-- WHAT YOU HAVE TO DO --
Down to the final line, return the records unchanged.

Natural language region descriptions:
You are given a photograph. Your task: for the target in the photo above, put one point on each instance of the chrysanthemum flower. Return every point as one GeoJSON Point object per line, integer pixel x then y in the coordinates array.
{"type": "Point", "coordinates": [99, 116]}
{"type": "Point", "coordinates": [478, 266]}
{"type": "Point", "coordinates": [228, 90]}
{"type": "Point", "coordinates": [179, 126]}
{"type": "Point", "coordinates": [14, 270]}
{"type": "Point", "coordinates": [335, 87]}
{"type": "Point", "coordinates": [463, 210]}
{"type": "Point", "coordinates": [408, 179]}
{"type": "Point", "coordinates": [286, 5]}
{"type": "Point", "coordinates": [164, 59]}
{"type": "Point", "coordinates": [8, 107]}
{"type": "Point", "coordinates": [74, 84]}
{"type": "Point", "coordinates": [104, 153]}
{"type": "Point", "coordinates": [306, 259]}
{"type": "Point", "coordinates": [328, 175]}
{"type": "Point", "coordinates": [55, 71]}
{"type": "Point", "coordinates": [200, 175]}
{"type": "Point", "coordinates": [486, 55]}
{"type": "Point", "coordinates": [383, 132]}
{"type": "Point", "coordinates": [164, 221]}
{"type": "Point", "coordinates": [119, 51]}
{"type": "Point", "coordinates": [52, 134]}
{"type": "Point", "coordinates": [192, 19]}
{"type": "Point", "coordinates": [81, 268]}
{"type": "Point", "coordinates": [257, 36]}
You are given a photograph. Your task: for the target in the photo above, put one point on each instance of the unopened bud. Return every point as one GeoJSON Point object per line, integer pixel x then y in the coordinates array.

-- TASK SOLUTION --
You are given a photograph. Your task: for the target in the photo above, put one point on each instance of the chrysanthemum flower. Return every point as one GeoJSON Point object per line, integer pixel x then y in the coordinates array.
{"type": "Point", "coordinates": [99, 116]}
{"type": "Point", "coordinates": [478, 266]}
{"type": "Point", "coordinates": [228, 90]}
{"type": "Point", "coordinates": [179, 126]}
{"type": "Point", "coordinates": [14, 270]}
{"type": "Point", "coordinates": [335, 87]}
{"type": "Point", "coordinates": [463, 210]}
{"type": "Point", "coordinates": [408, 179]}
{"type": "Point", "coordinates": [286, 5]}
{"type": "Point", "coordinates": [164, 59]}
{"type": "Point", "coordinates": [8, 107]}
{"type": "Point", "coordinates": [74, 84]}
{"type": "Point", "coordinates": [104, 153]}
{"type": "Point", "coordinates": [306, 259]}
{"type": "Point", "coordinates": [328, 175]}
{"type": "Point", "coordinates": [55, 71]}
{"type": "Point", "coordinates": [200, 175]}
{"type": "Point", "coordinates": [486, 55]}
{"type": "Point", "coordinates": [383, 132]}
{"type": "Point", "coordinates": [164, 221]}
{"type": "Point", "coordinates": [119, 51]}
{"type": "Point", "coordinates": [52, 134]}
{"type": "Point", "coordinates": [192, 19]}
{"type": "Point", "coordinates": [81, 268]}
{"type": "Point", "coordinates": [257, 36]}
You are given a photograph. Your task: for the target in the photo above, put one point on each instance of the unopened bud. Return every point as one GeoJSON Point object per line, integer pixel x then y in the coordinates array.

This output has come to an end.